* _STUDY TEXT_
Protections for women in the workforce laid out in the Labour Code included restrictions for women from working in hazardous, harmful or arduous conditions. Women with children up to three years of age were restricted from working at night or during holidays, and could not be sent out of their duty station unless they agreed in writing. However, the Government was currently considering reform to the Labour Code, particularly the provisions on shift work for women.
Women’s health was a priority and was not seen solely in reproductive terms, a delegate said. With help from the World Health Organization many improvements had been made, including a draft new programme to reform maternal health care. In 2012 a United Nations Children’s Fund-backed study was completed that highlighted key areas and vulnerable groups so the Government could ensure that the population received adequate healthcare.

* _PROVIDED MATERIAL_
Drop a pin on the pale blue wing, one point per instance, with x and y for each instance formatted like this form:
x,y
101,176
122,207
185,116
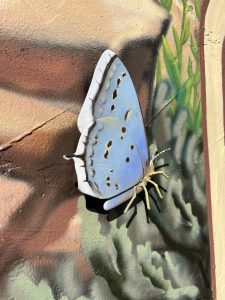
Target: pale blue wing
x,y
112,94
111,159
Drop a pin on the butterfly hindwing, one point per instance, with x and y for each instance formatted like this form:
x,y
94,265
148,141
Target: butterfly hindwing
x,y
111,159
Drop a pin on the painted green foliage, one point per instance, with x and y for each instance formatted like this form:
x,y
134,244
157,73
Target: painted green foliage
x,y
186,83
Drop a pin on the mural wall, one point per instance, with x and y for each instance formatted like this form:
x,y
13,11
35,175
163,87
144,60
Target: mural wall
x,y
58,241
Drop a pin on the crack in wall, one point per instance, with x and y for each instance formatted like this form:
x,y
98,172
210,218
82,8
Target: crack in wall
x,y
19,138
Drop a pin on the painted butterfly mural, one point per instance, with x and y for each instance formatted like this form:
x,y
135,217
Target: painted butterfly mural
x,y
112,158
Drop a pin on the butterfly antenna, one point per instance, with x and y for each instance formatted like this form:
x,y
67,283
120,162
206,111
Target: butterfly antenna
x,y
154,157
160,110
70,156
160,153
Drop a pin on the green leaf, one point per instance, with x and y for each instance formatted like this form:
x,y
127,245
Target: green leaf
x,y
171,65
176,40
185,33
158,70
198,8
190,68
185,92
194,49
197,78
166,4
178,47
190,8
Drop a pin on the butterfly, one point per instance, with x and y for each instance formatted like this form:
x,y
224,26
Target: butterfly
x,y
112,158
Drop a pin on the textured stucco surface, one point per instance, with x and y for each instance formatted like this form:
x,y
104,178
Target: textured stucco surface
x,y
48,54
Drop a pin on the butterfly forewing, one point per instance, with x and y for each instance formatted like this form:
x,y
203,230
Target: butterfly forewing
x,y
115,151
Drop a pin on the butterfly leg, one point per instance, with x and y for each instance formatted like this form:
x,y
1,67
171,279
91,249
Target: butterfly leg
x,y
131,200
161,172
146,196
156,187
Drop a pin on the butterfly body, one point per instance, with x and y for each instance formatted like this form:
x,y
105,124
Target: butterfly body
x,y
112,160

* _REQUIREMENT A_
List every restriction the passage on women's labor protections and health says applied to women with children up to three years of age.
* _REQUIREMENT B_
Continue the passage on women's labor protections and health from its last sentence.
The records were taken from a different source than the text.

* _TASK ANSWER A_
- Working at night
- Working during holidays
- Being sent out of their duty station without their written agreement

* _TASK ANSWER B_
Reproductive healthcare was both centrally and regionally available, as there were seven regional centres which operated with the support of the United Nations Population Fund across the country. Those health centres serviced not just women but also men, and provided family planning. They also monitored contraceptive use. Women did mostly use only uterine and hormonal contraception, but since 2005 there had been a three per cent increase in the use of more modern forms of contraception. That had also led to a dramatic decrease in the number of abortions.
The Government was conducting a programme to end tuberculosis by 2015, and together with the Global Fund to end tuberculosis and AIDS was taking measures in accordance with international standards and a 2012 decree had been issued along those lines. A lot of work in the field was conducted within the prison system.
A delegate confirmed that the Government was working to raise awareness about the new Family Code – as they did with every new law – particularly through the mass media and public events. The new code set out the marriageable age as 18 years old, the delegate also confirmed.
It was true that there was polygamy in rural areas, the Head of the Delegation said, but as it was now criminalized penalties were applied in practice. In 2011 the courts considered five cases of polygamy, and found five persons guilty. In 2012 there were six cases of polygamy brought to court, and six persons were found guilty. Most cases were in rural areas, although three cases were in Ashkhabad, the capital city. Every person found guilty was sentenced and punished according to the law.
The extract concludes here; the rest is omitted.